======== Dataset entries
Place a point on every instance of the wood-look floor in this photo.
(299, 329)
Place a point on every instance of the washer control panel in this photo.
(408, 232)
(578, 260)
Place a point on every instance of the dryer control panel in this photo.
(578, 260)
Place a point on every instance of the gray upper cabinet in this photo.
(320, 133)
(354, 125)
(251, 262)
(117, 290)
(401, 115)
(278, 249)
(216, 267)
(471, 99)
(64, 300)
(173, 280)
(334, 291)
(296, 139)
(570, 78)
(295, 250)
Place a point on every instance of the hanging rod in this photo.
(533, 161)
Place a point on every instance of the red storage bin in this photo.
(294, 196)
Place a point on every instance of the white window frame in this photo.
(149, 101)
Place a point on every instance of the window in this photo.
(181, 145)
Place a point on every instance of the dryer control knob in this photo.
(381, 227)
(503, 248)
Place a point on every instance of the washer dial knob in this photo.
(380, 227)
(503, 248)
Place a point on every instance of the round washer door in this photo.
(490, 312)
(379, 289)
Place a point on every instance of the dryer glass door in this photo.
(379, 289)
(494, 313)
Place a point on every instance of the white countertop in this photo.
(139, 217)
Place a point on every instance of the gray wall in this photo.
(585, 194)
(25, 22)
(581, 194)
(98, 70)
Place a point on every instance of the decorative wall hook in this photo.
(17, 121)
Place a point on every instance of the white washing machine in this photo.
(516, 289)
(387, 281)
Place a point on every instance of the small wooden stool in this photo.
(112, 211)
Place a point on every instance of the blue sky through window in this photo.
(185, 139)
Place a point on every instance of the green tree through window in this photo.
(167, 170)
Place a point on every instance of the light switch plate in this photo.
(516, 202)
================
Duplicate every one of the lines above word for word, changing and leaving out nothing.

Place a point on every instance of the wood-look floor in this photo.
(299, 329)
Place a point on every instance of the washer control panel in this photo.
(408, 232)
(578, 260)
Place a point on every instance of the dryer control panel in this photo.
(578, 260)
Place a point on every instance of the gray upper cabinet in this photo.
(320, 133)
(354, 125)
(251, 262)
(117, 290)
(401, 115)
(278, 249)
(216, 267)
(471, 99)
(64, 300)
(173, 280)
(334, 291)
(296, 139)
(570, 78)
(295, 250)
Place a point on every instance of the hanging rod in this photo.
(533, 161)
Place a point on every instance of the red storage bin in this photo.
(294, 196)
Place a point on every instance of the white window frame in this photo.
(149, 101)
Place a point on every instance of the window in this photo.
(181, 145)
Place a point on every instance of the dryer control knob in this photo.
(381, 227)
(503, 248)
Place a point on every instance of the washer dial knob in this photo.
(380, 227)
(503, 248)
Place a point on every instance of the round washer door in this photo.
(490, 312)
(379, 289)
Place a point on every instance of the dryer glass door in this photo.
(379, 289)
(494, 313)
Place a point on every instance of the white countertop in this photo.
(139, 217)
Place a point on every instance of the gray wall in this photo.
(585, 194)
(25, 22)
(581, 194)
(98, 70)
Place a point on every instance of the decorative wall hook in this photo.
(17, 121)
Place a point on every instance of the white washing machine in this photo.
(516, 289)
(387, 281)
Place a point on every instance of the small wooden stool in this photo.
(112, 211)
Place a point on every instance of the blue sky through window in this photo.
(185, 139)
Place a point on every instance of the green tree through window in this photo.
(167, 170)
Place a point on every instance of the light switch plate in this photo.
(516, 202)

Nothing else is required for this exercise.